- **TASK STATEMENT**
Repeat the listing in full, exactly as it stands.

- **RECORDS FOR PROCESSING**
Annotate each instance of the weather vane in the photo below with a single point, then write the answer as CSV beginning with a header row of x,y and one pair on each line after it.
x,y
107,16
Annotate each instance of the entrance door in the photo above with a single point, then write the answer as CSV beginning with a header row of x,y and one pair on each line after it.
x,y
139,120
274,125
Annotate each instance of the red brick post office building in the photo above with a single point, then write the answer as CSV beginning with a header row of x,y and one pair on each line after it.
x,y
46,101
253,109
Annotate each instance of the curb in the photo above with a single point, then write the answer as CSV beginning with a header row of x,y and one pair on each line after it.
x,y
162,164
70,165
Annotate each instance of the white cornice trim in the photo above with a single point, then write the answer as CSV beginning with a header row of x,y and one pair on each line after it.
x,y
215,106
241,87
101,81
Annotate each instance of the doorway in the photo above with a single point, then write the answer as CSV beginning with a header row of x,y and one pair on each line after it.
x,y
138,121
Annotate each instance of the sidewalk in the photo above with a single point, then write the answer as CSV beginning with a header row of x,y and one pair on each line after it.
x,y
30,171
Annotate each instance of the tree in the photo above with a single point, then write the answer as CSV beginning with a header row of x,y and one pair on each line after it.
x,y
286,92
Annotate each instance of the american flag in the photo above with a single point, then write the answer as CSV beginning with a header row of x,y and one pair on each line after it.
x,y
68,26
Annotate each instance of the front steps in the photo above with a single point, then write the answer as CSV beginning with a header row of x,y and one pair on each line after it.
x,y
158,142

- **ANSWER FOR THE TASK**
Annotate each instance of the weather vane in the photo below with a single point, then write the answer as CSV beginning with a header row of x,y and one pair on each line after it.
x,y
107,16
Annotate each instance of the entrance door in the photo above with a single point, then write the answer as CSV beginning with a header row of x,y and one pair on each line after it.
x,y
139,120
274,125
Annotate each instance of the red brick post office building in the photo above with a single point, then write the answer as CSV beginning with a header row of x,y and one pair on each line after it.
x,y
46,101
253,109
Annotate each instance of the curb in the photo above with a single point, then write the answer as CSV beginning with a header row of x,y and one pair on each line after it.
x,y
162,164
70,165
Annotate each instance of the white cornice trim in the photo above with a single point, then write the answer as CSV beginning with a header row of x,y and one pair on each line after it.
x,y
215,106
241,87
101,81
Annotate each instance of the doorway in the photo above with a single point, then write the answer as CSV beginning with a header row of x,y and one pair on each line after it.
x,y
138,121
Annotate each instance of the sidewalk in the photo above with a single point, then write the answer as CSV beginning with a header row of x,y and one pair on each line after it.
x,y
30,171
Annotate each instance of the tree in the photo above with a single point, then write the answer as CSV beginning with a header row of x,y and one pair on each line after it.
x,y
286,92
Annotate each instance of the american flag in the photo above with a single point, then write the answer as CSV beginning with a header row of x,y and one pair on each line after it.
x,y
68,26
Annotate each instance of the front steps in the photo above with a single point, then write the answer as CSV beginning with a header row of x,y and one pair on each line after it.
x,y
158,142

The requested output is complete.